What to work on: Show every line in the data below that contains the string "tower". Treat uppercase and lowercase letters as different.

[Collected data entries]
________________________

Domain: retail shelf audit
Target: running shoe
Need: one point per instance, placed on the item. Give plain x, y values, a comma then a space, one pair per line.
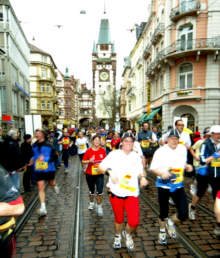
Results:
117, 242
162, 238
171, 229
128, 240
91, 206
42, 212
99, 210
56, 189
192, 212
217, 231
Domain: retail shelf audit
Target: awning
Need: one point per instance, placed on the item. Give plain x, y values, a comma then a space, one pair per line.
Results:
152, 114
142, 118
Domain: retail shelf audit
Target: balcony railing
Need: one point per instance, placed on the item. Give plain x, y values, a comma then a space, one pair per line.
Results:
184, 48
158, 33
185, 8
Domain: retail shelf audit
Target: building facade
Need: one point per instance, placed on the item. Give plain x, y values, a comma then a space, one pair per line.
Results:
67, 89
14, 69
43, 87
85, 106
104, 77
181, 42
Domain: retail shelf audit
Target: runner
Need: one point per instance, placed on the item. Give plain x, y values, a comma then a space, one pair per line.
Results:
210, 156
147, 138
66, 144
217, 214
125, 168
92, 157
168, 164
82, 144
201, 176
44, 167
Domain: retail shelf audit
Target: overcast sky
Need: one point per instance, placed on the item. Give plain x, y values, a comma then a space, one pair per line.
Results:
71, 44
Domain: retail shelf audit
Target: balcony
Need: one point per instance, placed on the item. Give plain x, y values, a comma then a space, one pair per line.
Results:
158, 33
184, 9
182, 48
147, 51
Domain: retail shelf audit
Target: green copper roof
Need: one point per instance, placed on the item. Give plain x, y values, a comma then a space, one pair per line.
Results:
104, 32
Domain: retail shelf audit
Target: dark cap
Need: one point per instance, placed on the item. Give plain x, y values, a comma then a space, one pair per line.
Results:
173, 133
125, 135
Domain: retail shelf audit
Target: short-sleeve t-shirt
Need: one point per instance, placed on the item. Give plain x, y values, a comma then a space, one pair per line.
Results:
99, 155
127, 168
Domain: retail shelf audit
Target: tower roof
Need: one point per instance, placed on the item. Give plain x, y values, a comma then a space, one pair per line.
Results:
104, 32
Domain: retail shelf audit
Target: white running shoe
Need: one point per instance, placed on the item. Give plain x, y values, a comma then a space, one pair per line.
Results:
42, 212
56, 189
99, 210
91, 206
117, 242
171, 229
128, 240
162, 238
192, 213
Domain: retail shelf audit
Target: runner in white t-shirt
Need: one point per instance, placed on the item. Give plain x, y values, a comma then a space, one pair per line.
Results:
125, 169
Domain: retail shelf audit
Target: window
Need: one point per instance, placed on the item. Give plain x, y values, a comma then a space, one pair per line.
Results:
42, 87
185, 76
3, 99
42, 105
186, 38
15, 102
48, 87
43, 73
48, 105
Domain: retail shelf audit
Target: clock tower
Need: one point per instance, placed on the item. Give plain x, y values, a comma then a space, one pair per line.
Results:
104, 77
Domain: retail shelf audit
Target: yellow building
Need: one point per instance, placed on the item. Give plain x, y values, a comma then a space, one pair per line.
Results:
43, 86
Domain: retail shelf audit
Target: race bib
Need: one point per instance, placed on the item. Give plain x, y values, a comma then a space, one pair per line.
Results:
215, 163
82, 147
178, 172
41, 165
95, 169
125, 183
145, 144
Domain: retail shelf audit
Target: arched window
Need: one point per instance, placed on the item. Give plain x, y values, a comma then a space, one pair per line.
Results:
185, 76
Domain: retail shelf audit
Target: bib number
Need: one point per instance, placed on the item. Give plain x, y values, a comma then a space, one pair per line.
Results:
145, 144
41, 165
125, 183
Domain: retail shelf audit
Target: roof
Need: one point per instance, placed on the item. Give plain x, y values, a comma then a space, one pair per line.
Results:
104, 32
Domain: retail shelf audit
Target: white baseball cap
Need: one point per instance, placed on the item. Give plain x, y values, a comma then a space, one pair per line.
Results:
215, 129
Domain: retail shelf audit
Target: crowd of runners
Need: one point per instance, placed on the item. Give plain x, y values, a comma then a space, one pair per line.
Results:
126, 158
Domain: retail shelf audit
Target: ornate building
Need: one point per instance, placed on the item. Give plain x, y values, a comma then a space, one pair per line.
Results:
14, 69
104, 77
43, 86
67, 96
85, 106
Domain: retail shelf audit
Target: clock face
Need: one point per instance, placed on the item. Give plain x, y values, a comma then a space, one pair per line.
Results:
104, 76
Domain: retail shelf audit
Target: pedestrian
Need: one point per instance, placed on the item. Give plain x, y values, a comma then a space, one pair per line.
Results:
44, 167
210, 156
26, 152
66, 144
82, 144
11, 157
11, 206
92, 158
125, 169
201, 176
146, 139
168, 164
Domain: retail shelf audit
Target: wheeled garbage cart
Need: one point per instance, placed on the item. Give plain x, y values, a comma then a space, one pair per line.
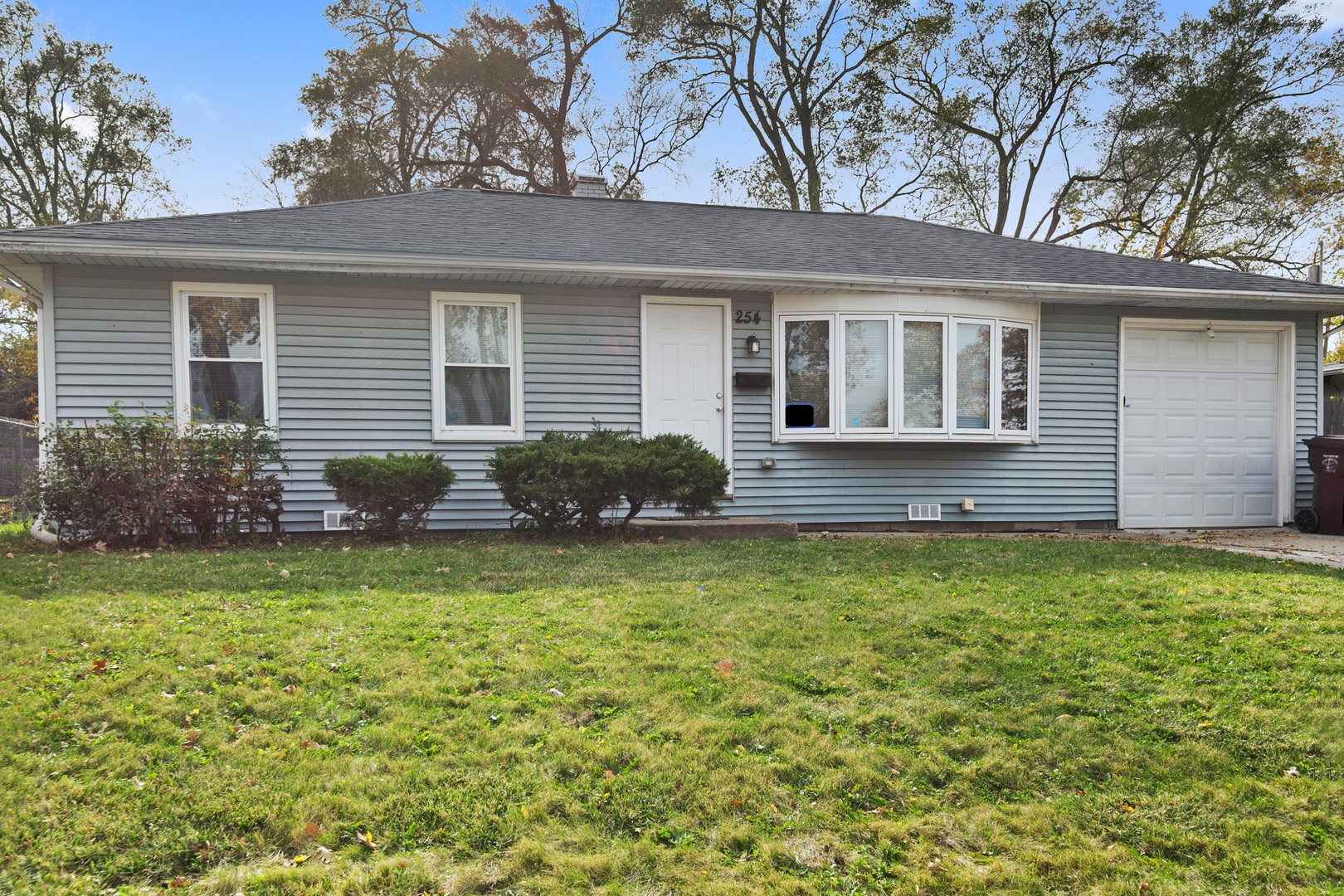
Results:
1326, 455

________________________

Final result:
Target: tower roof
Target: clock tower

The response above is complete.